De'Aaron Martez Fox (born December 20, 1997) is an American professional basketball player for the Sacramento Kings of the National Basketball Association (NBA). He played college basketball for the Kentucky Wildcats before being selected 5th overall by the Kings in the 2017 NBA draft. He was selected to his first All-Star team as a reserve in 2023.

High school career

Fox attended Cypress Lakes High School in Katy, Texas. As a junior, he averaged 23.8 points, 6.1 rebounds, and 3.5 assists per game. During the summer, Fox d Houston Hoops on the Nike Elite Youth Basketball League Circuit (EYBL) where he earned EYBL first-team honors. On November 29, Fox scored 31 points, 12 rebounds, and 6 assists in a 68–53 victory over MacArthur. On December 28, Fox put up 31 points and 6 assists in a 91–81 victory against Jay M. Robinson High School. As a senior, Fox averaged 32.1 points, 7.6 rebounds, and 4.1 assists per game. In January 2016, Fox was named a McDonald's All-American and played in the 2016 McDonald's All-American Game on March 30. In April, Fox played in the 2016 Jordan Brand Classic, leading the East team to a 131–117 win while earning Co-MVP honors alongside Kentucky teammate Malik Monk. Fox then competed at the Nike Hoop Summit Games. He made the 2015–16 USA Men's Basketball Men's Junior Team in September 2015. He was also invited to the NBPA Top 100 camp. Throughout his high school career, Fox led Cypress Lakes to three state playoff appearances including a regional final appearance his senior year, and twice scored 50 points in a single game.

Recruiting
Fox was the nation's second best point guard behind Lonzo Ball. He was rated as a five-star ranked and ranked the consensus No. 6 overall recruit in the Class of 2016 by the four main recruiting services: Rivals, ESPN, and 247Sports.

He committed to Kentucky on November 12, 2015, live on ESPNU. He chose Kentucky over Kansas, Louisville, and LSU.

______

- _TASKS TO COMPLETE_:
- 1) List every school that Fox chose Kentucky over, according to the passage on De'Aaron Fox.
- 2) Set down the portion of the passage on De'Aaron Fox that begins at the words "De'Aaron Martez Fox" and stops after "reserve in 2023.".
The records that come next have no connection to the passage on De'Aaron Fox.

- _STORED DATA_:
______

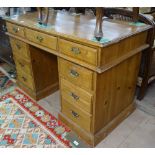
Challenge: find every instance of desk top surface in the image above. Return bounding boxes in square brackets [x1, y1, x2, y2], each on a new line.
[5, 12, 151, 47]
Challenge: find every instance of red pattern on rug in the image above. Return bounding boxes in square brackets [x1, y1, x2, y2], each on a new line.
[0, 88, 72, 147]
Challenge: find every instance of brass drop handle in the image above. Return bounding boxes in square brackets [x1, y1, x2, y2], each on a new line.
[71, 110, 79, 118]
[2, 25, 7, 32]
[19, 62, 24, 67]
[70, 92, 79, 101]
[70, 69, 79, 77]
[16, 44, 21, 50]
[37, 36, 43, 42]
[71, 47, 81, 55]
[12, 27, 19, 33]
[22, 76, 27, 81]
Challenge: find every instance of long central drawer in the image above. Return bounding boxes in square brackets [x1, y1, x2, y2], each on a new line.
[25, 29, 57, 50]
[59, 58, 93, 91]
[59, 39, 97, 66]
[60, 78, 93, 114]
[10, 38, 30, 60]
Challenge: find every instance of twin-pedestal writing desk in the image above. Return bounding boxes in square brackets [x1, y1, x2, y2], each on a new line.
[5, 13, 150, 146]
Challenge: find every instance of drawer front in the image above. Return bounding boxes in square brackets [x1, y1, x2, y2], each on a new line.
[59, 58, 93, 91]
[26, 29, 57, 50]
[10, 38, 30, 60]
[62, 100, 91, 132]
[59, 39, 97, 66]
[17, 69, 34, 90]
[6, 23, 25, 37]
[61, 79, 92, 114]
[14, 55, 32, 76]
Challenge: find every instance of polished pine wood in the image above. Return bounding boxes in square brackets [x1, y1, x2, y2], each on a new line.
[4, 12, 151, 146]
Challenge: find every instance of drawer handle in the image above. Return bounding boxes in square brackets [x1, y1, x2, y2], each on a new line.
[71, 47, 81, 54]
[70, 69, 79, 77]
[19, 62, 24, 67]
[71, 110, 79, 118]
[2, 25, 7, 32]
[70, 93, 79, 101]
[22, 76, 27, 81]
[37, 36, 43, 42]
[12, 27, 19, 33]
[16, 44, 21, 50]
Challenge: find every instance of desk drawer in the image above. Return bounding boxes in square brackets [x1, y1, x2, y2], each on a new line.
[62, 100, 91, 132]
[61, 78, 92, 114]
[59, 58, 93, 91]
[59, 39, 97, 66]
[14, 55, 32, 76]
[26, 29, 57, 50]
[6, 23, 25, 37]
[17, 69, 34, 90]
[10, 38, 30, 60]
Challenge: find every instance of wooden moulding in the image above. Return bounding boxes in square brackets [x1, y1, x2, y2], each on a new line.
[94, 7, 104, 40]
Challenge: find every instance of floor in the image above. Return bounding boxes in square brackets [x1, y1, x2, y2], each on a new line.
[39, 84, 155, 148]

______

- _RESPONSES BY TASK_:
- 1) Kansas, Louisville, LSU

- 2)
De'Aaron Martez Fox (born December 20, 1997) is an American professional basketball player for the Sacramento Kings of the National Basketball Association (NBA). He played college basketball for the Kentucky Wildcats before being selected 5th overall by the Kings in the 2017 NBA draft. He was selected to his first All-Star team as a reserve in 2023.